§ **Your instructions**
The listing below is to be written out word for word, minus its images.

§ **Data in this exercise**
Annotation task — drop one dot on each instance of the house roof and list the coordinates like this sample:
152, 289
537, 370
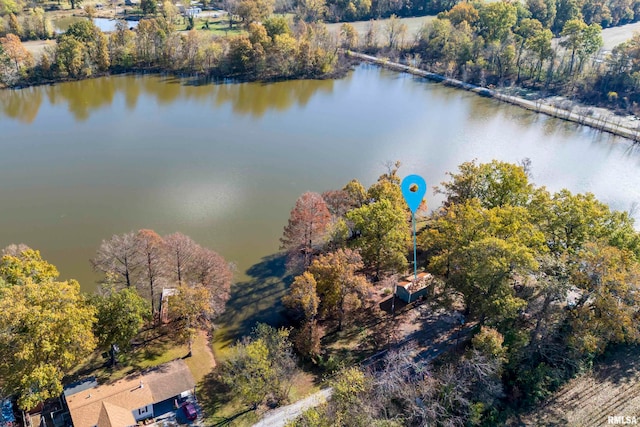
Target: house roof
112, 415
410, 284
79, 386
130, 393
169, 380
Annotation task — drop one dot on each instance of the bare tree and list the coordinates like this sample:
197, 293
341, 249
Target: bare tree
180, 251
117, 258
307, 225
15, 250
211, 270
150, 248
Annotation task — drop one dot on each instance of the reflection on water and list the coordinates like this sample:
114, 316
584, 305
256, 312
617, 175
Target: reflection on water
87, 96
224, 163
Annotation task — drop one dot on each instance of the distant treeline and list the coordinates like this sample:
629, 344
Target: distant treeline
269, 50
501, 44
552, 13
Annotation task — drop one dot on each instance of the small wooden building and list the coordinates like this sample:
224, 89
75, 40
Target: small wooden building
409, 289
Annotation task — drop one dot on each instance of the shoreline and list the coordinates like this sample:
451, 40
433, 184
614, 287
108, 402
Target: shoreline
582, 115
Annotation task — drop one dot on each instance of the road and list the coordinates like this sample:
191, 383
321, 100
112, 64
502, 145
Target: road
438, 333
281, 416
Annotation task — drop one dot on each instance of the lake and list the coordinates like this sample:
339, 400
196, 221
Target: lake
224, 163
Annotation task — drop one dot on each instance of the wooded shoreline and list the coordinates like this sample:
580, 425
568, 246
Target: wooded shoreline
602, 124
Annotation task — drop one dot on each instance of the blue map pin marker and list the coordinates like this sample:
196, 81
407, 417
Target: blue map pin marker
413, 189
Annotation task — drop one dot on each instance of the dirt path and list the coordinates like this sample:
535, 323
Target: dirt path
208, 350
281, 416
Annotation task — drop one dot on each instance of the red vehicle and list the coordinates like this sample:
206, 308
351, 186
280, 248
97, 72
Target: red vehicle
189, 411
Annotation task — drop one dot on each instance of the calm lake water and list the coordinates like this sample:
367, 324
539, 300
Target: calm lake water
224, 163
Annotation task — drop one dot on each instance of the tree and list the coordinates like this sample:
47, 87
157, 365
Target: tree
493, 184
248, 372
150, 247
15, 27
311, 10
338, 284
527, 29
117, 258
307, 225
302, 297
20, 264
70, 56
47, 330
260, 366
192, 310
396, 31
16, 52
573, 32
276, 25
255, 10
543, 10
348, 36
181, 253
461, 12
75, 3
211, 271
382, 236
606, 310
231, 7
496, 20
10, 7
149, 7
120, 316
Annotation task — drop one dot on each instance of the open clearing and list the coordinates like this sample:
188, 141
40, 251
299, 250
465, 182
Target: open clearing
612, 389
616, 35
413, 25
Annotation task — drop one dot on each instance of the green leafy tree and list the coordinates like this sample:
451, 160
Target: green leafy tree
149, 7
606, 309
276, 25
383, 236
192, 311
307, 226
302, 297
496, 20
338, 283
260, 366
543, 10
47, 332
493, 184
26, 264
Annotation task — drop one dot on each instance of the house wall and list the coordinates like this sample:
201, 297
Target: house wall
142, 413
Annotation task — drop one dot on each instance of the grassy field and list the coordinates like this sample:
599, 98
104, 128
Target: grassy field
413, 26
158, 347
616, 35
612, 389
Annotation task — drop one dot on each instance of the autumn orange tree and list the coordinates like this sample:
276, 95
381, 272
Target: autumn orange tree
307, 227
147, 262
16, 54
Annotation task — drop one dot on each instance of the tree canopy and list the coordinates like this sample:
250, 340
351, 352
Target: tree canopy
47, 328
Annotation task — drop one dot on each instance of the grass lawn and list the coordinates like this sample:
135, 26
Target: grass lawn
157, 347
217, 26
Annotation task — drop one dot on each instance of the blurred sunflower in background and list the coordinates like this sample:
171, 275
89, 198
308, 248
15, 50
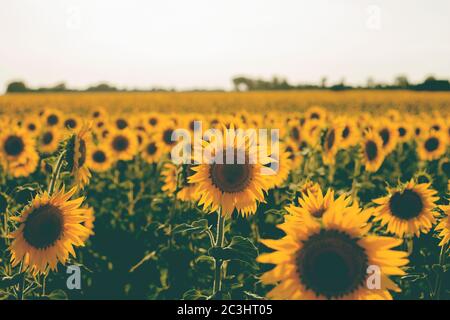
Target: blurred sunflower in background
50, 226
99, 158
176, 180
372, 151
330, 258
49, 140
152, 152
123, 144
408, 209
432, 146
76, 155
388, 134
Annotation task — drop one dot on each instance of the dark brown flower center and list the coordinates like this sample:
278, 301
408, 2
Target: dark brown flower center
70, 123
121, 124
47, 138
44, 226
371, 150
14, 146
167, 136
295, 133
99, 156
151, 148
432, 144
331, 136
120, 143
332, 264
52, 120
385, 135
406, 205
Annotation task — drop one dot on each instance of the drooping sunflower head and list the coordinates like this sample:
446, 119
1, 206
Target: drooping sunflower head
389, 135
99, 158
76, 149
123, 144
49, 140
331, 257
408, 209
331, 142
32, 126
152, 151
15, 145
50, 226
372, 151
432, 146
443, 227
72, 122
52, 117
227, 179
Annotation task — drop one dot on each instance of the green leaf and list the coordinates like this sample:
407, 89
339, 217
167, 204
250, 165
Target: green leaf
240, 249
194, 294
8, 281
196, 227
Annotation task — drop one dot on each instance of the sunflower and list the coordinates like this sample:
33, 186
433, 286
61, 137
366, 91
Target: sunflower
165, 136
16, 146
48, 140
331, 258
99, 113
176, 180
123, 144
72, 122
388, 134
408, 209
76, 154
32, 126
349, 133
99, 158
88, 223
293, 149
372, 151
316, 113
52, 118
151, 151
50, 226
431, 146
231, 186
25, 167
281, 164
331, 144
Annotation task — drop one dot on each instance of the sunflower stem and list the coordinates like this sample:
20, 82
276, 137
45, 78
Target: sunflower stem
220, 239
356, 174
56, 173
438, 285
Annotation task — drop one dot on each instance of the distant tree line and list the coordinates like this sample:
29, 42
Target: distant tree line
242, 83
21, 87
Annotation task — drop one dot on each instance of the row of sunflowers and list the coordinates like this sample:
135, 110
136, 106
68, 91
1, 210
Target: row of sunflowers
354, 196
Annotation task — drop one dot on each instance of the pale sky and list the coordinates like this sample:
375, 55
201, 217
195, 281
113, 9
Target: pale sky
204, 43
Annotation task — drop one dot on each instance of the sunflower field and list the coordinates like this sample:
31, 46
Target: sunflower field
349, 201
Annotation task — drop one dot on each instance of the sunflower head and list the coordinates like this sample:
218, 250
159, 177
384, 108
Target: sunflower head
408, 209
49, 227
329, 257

§ **Task solution**
Annotation task — drop one dot on each instance of the house roof and list the coordinates like this sample:
152, 289
537, 370
Target: house roof
112, 415
410, 284
79, 386
130, 393
169, 380
Annotation task — drop one dot on each instance of the bare tree and list the coordinates like this sample:
197, 293
341, 249
Target: bare tree
180, 251
117, 258
307, 225
15, 250
211, 270
150, 248
Annotation task — drop one dot on each instance of the reflection on water and list the coordinates like this sample:
114, 316
584, 305
256, 312
617, 175
Target: reflection on water
87, 96
224, 163
Annotation task — drop one dot on each instance of the distant treeline and list the coordinates like this sample:
629, 344
Target: distant treeline
269, 50
501, 44
552, 13
Annotation task — drop one dot on each instance of the small wooden building and list the coordinates like this sample:
224, 89
75, 40
Target: small wooden building
409, 289
Annotation task — drop one dot on each instance of the shoreline and list the coordinates like this sample:
451, 40
433, 184
614, 287
108, 402
Target: shoreline
582, 115
Annotation task — drop one dot on each instance of the road and list the coordinates like this sample:
191, 383
321, 100
112, 64
502, 145
Target: road
438, 333
281, 416
Annotation task — drop one dot on each instance of the lake and list the coordinates like this sample:
339, 400
196, 221
Target: lake
224, 163
Annotation task — drop one dot on each instance of the wooded shoreline and list the coordinates like this sample:
580, 425
568, 246
Target: wooded shoreline
602, 124
Annotation task — drop one dot on each instance of the blue map pin marker and list the coordinates like this sample:
196, 81
407, 417
Target: blue map pin marker
413, 189
Annotation task — drop one dot on each instance of the dirt path and list the coordinates like this sample:
535, 323
Target: dirt path
208, 350
281, 416
Annotation task — drop one dot on each instance of the red vehicle and list the coordinates like this sample:
206, 308
351, 186
280, 248
97, 72
Target: red vehicle
189, 411
Annotation task — drop one dot on each instance of the calm lake water and list the coordinates like this sample:
367, 324
539, 300
Target: calm lake water
224, 163
Annotation task — drop one dot on each instance of the tree and list the coordinates like this sample:
47, 87
157, 365
Target: tree
493, 184
248, 372
150, 247
15, 27
311, 10
338, 284
527, 29
117, 258
307, 225
302, 297
20, 264
70, 56
47, 330
260, 366
192, 310
396, 31
16, 52
573, 32
276, 25
255, 10
543, 10
348, 36
181, 253
461, 12
75, 3
211, 271
382, 236
606, 310
231, 7
496, 20
10, 7
149, 7
120, 316
Annotation task — drop one dot on each instance of the open clearing and list the coordinates like this sample:
188, 141
40, 251
299, 250
465, 182
Target: open clearing
612, 389
616, 35
413, 25
Annotation task — drop one dot on each instance of the green leafy tree and list the coordinates like this sample:
451, 160
Target: green leafy tree
149, 7
606, 309
276, 25
383, 236
192, 311
307, 226
302, 297
496, 20
338, 283
260, 366
543, 10
47, 332
493, 184
26, 264
Annotation task — drop one dot on each instance of the house wall and list the coordinates like this sample:
201, 297
Target: house wall
142, 413
Annotation task — drop one dot on each instance of the grassy field and list the coordinates like this sample:
599, 98
104, 128
Target: grassy field
413, 26
158, 347
616, 35
612, 389
Annotation task — drop one dot on each instance of the autumn orange tree and list the coordinates like this sample:
276, 95
381, 272
Target: autumn orange tree
307, 227
147, 262
16, 54
Annotation task — drop one dot on each instance of the tree canopy and list the coordinates like this sample:
250, 340
351, 352
Target: tree canopy
47, 328
Annotation task — drop one dot on each instance of the grass lawn and list the coordinates like this sample:
135, 26
Target: grass lawn
157, 347
217, 26
Annotation task — drop one dot on each instance of the blurred sunflower in background and list the coordinates like this sample:
171, 275
89, 198
308, 248
15, 50
Target: blurred sunflower in background
50, 226
99, 158
176, 180
372, 151
330, 258
49, 140
152, 152
123, 144
408, 209
432, 146
76, 155
388, 134
Annotation task — drop one dot on each instance of the dark brown flower center and list the coordinates like this sample:
278, 301
408, 2
Target: dark brown flower center
70, 123
121, 124
47, 138
44, 226
371, 150
14, 146
167, 136
295, 133
99, 156
151, 148
432, 144
331, 136
120, 143
332, 264
52, 120
385, 135
406, 205
Annotation task — drop one dot on each instance of the drooping sunflower head and list the coordinates like this sample:
446, 119
1, 206
Target: drooping sunflower head
389, 135
99, 158
76, 149
123, 144
49, 140
331, 257
408, 209
331, 142
32, 126
152, 151
15, 145
50, 226
372, 151
432, 146
443, 227
72, 122
52, 117
227, 179
Annotation task — drop one dot on each instance of the green leaf and list the coordinates like this sample:
407, 89
339, 217
167, 204
250, 165
Target: green leaf
240, 249
194, 294
8, 281
196, 227
Annotation task — drop one dot on each instance of the sunflower and list the coordinates like this sample:
33, 186
433, 286
61, 137
366, 91
Target: sunflower
165, 136
16, 146
48, 140
331, 258
99, 113
176, 180
123, 144
72, 122
388, 134
408, 209
76, 154
32, 126
349, 133
99, 158
88, 223
293, 149
372, 151
316, 113
52, 118
151, 151
50, 226
431, 146
231, 186
25, 167
281, 164
331, 144
Annotation task — drop one dot on each instance of the sunflower stem and list the coordinates like this sample:
20, 82
276, 137
45, 78
Target: sunflower stem
220, 239
356, 174
56, 173
438, 285
Annotation task — drop one dot on each instance of the distant tree line and list the coordinates like this sample:
29, 42
Target: distant tree line
242, 83
21, 87
Annotation task — drop one dot on each instance of the row of sunflowers and list the coordinates like this sample:
135, 110
136, 106
68, 91
1, 210
Target: row of sunflowers
354, 196
Annotation task — drop one dot on each instance of the pale sky and list the coordinates like this sample:
375, 55
201, 217
195, 281
113, 9
Target: pale sky
204, 43
Annotation task — drop one dot on each instance of the sunflower field and list the coordinates like this sample:
31, 46
Target: sunflower field
349, 201
Annotation task — drop one dot on each instance of the sunflower head and list the coordinates like this sample:
218, 250
159, 177
384, 108
Target: sunflower head
408, 209
49, 227
329, 257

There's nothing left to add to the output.